The answer should contain all of the records below, each one copied word for word.

Natural-language object grounding data
* * * *
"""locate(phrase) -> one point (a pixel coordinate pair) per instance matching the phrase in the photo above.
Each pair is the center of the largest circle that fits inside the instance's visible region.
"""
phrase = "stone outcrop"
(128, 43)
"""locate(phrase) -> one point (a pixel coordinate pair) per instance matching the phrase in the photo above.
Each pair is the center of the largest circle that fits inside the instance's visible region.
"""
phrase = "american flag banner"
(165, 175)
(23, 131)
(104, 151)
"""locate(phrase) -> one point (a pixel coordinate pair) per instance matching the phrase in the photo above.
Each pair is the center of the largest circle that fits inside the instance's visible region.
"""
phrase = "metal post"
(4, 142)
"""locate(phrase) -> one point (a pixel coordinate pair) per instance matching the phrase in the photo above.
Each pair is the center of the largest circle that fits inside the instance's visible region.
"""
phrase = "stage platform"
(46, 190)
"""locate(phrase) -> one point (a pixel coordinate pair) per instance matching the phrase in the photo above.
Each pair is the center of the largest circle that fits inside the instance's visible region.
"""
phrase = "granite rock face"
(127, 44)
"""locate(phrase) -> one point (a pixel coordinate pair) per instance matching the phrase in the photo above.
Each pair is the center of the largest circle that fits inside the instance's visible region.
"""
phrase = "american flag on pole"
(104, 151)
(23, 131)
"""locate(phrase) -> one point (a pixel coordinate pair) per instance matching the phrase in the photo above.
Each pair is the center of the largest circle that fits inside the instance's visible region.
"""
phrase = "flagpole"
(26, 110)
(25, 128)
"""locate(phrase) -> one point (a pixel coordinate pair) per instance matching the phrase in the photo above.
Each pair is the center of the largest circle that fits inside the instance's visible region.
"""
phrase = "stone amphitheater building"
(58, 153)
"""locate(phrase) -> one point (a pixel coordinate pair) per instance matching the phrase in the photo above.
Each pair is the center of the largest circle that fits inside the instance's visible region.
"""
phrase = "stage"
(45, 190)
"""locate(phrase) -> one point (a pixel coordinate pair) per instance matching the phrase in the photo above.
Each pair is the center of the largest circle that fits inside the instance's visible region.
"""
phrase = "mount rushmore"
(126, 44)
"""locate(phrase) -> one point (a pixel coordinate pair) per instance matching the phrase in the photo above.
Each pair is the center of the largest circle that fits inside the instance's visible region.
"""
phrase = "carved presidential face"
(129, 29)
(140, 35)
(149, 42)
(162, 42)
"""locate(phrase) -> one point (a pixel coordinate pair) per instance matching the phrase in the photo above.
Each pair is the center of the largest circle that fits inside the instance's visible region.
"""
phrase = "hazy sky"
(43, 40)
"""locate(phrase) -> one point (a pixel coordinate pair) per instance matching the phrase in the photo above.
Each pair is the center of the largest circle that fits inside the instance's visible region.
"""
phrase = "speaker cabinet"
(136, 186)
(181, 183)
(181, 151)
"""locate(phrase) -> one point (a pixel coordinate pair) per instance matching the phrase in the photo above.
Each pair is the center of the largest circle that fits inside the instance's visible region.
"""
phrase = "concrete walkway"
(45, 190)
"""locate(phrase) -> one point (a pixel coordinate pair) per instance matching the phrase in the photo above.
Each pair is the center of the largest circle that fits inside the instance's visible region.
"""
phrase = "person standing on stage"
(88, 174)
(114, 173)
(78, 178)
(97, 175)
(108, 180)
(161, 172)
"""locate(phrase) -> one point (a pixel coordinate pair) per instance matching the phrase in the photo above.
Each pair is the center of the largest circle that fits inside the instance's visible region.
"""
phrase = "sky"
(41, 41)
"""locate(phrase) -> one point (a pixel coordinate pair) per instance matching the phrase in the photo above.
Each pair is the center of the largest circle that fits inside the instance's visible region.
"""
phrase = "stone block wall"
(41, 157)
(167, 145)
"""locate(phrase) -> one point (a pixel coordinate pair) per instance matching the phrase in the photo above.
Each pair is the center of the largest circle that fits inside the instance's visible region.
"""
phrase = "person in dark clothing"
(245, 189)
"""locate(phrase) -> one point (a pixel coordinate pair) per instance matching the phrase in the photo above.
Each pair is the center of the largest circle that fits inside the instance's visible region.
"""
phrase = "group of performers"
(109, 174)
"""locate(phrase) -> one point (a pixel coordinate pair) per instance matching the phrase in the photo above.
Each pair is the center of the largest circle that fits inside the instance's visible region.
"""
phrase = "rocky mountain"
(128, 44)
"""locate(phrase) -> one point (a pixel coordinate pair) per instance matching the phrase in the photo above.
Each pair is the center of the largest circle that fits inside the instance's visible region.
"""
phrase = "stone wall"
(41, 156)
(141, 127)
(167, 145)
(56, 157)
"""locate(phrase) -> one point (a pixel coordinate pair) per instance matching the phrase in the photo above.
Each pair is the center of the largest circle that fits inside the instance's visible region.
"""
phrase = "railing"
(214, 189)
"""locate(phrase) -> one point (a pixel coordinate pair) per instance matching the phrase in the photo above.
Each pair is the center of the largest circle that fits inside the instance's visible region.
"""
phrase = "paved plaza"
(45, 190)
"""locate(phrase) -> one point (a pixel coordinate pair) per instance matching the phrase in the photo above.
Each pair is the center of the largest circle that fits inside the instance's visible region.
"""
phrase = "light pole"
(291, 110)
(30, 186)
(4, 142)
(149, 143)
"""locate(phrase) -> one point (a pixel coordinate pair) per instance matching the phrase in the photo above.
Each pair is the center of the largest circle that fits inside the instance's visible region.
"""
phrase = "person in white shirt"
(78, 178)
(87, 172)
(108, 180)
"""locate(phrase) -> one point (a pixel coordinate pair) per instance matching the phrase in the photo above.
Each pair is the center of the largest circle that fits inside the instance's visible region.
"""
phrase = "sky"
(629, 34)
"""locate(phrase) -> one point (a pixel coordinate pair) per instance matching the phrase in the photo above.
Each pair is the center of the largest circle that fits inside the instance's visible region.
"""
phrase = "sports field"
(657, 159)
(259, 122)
* * * *
◆ Task output
"""locate(phrase) -> one point (a pixel coordinate pair) per instance matching the phrase in the photo above.
Each pair is the center of the largest circle that fits inside the instance's visible region.
"""
phrase = "stone outcrop"
(128, 43)
"""locate(phrase) -> one point (a pixel coordinate pair) per instance matching the phrase in the photo above.
Each pair is the center of the largest circle that fits inside the instance's visible region.
"""
phrase = "american flag banner"
(165, 175)
(23, 131)
(104, 151)
"""locate(phrase) -> one point (a pixel coordinate pair) per instance matching the phrase in the photo above.
Each pair is the center of the largest circle that fits inside the instance's visible region.
"""
phrase = "metal post"
(4, 142)
"""locate(phrase) -> one point (a pixel coordinate pair) per instance matching the phrase in the photo above.
Each pair is the center of the largest circle that fits inside the instance's visible region.
"""
phrase = "stage platform"
(46, 190)
"""locate(phrase) -> one point (a pixel coordinate pair) per instance matching the phrase in the photo above.
Each pair is the center of the largest circle that fits inside the instance's visible region.
"""
phrase = "granite rock face"
(127, 44)
"""locate(phrase) -> one point (a pixel coordinate pair) per instance matching the phrase in the photo above.
Each pair is the center of the largest circle that fits inside the instance's visible region.
"""
phrase = "american flag on pole"
(104, 151)
(23, 131)
"""locate(phrase) -> one point (a pixel coordinate pair) per instance matching the phrase in the photo above.
Each pair is the center of the largest circle that fits inside the instance's visible region.
"""
phrase = "flagpole"
(26, 110)
(25, 128)
"""locate(phrase) -> one point (a pixel coordinate pair) per instance matching the phrase in the photo above.
Each pair is the center of the largest circle that fits inside the instance's visible region.
"""
phrase = "stone amphitheater building"
(58, 153)
"""locate(phrase) -> one point (a pixel coordinate pair) per instance matching the phrase in the photo above.
Each pair is the center of the largest circle that fits inside the instance's visible region.
"""
phrase = "stage"
(45, 190)
"""locate(phrase) -> one point (a pixel coordinate pair) per instance matching the phrase in the photo above.
Each pair is the center of the largest circle that fits inside the instance's visible region.
"""
phrase = "mount rushmore"
(126, 44)
"""locate(phrase) -> one point (a pixel coordinate pair) per instance matching the phrase in the photo above.
Each pair is the center of the largest circle that fits inside the instance's visible region.
"""
phrase = "carved presidential face"
(129, 29)
(140, 35)
(149, 42)
(162, 42)
"""locate(phrase) -> one point (a pixel coordinate pair) per instance matching the phrase in the photo above.
Each pair is the center of the largest circle that fits inside the instance's visible region.
"""
phrase = "hazy sky"
(43, 40)
"""locate(phrase) -> one point (a pixel coordinate pair) per instance matching the phrase in the photo above.
Each pair is the center of the largest circle that fits inside the instance's visible region.
"""
phrase = "speaker cabinet"
(136, 186)
(181, 183)
(181, 151)
"""locate(phrase) -> one point (a pixel coordinate pair) per instance matching the phrase in the photo above.
Each pair is the center of the largest circle that fits inside the instance's visible region.
"""
phrase = "concrete walkway"
(45, 190)
"""locate(phrase) -> one point (a pixel coordinate pair) per instance matching the phrase in the photo above.
Each pair is the center of the largest circle that fits inside the instance's visible region.
"""
phrase = "person standing on stage"
(88, 174)
(114, 173)
(78, 178)
(97, 175)
(108, 180)
(161, 172)
"""locate(phrase) -> one point (a pixel coordinate pair) per instance matching the phrase in the photo above.
Each pair is the center of the largest circle that fits inside the instance's visible region.
"""
phrase = "sky"
(41, 41)
"""locate(phrase) -> one point (a pixel coordinate pair) per instance matching the phrase in the photo above.
Each pair is the center of the largest circle that fits inside the instance's visible region.
"""
phrase = "stone block wall"
(41, 157)
(167, 145)
"""locate(phrase) -> one point (a pixel coordinate pair) per instance matching the phrase in the photo above.
Each pair is the center of the largest circle that fits inside the instance's visible region.
"""
phrase = "person in dark clothing"
(245, 189)
"""locate(phrase) -> one point (a pixel coordinate pair) per instance matching the phrase in the photo above.
Each pair is the center of the largest circle that fits inside the instance's visible region.
"""
phrase = "group of performers"
(109, 174)
"""locate(phrase) -> one point (a pixel coordinate pair) per instance matching the phrase in the photo above.
Each pair is the center of the largest circle that fits inside the instance's visible region.
"""
phrase = "rocky mountain"
(128, 44)
"""locate(phrase) -> one point (a pixel coordinate pair) per instance matching the phrase in the photo above.
Each pair is the center of the largest circle that fits inside the instance's visible region.
"""
phrase = "stone wall"
(41, 156)
(141, 127)
(167, 145)
(56, 157)
"""locate(phrase) -> one point (a pixel coordinate pair) per instance matching the phrase in the photo above.
Each pair is the center of the largest circle that fits inside the instance's visible region.
"""
phrase = "railing"
(214, 189)
"""locate(phrase) -> one point (a pixel coordinate pair) per instance matching the phrase in the photo above.
Each pair is the center of the largest circle that fits inside the instance's visible region.
"""
phrase = "paved plaza"
(45, 190)
"""locate(phrase) -> one point (a pixel coordinate pair) per instance matching the phrase in the photo above.
Each pair is the center of the largest circle that fits inside the instance's visible region.
"""
phrase = "light pole"
(291, 110)
(30, 186)
(4, 142)
(149, 143)
"""locate(phrase) -> one point (a pixel coordinate pair) per instance matching the phrase in the photo above.
Each pair is the center of the largest circle that fits inside the instance's visible region.
"""
phrase = "person in white shirt"
(78, 178)
(87, 172)
(108, 180)
"""locate(phrase) -> one point (a pixel coordinate pair) per instance matching the phrase in the photo above.
Each pair is the center of the largest circle that fits inside the instance's visible region.
"""
phrase = "sky"
(629, 34)
"""locate(phrase) -> one point (a pixel coordinate pair) per instance matching the phrase in the photo above.
Each pair is the center of the largest circle that fits inside the instance's visible region.
"""
phrase = "sports field"
(657, 159)
(259, 122)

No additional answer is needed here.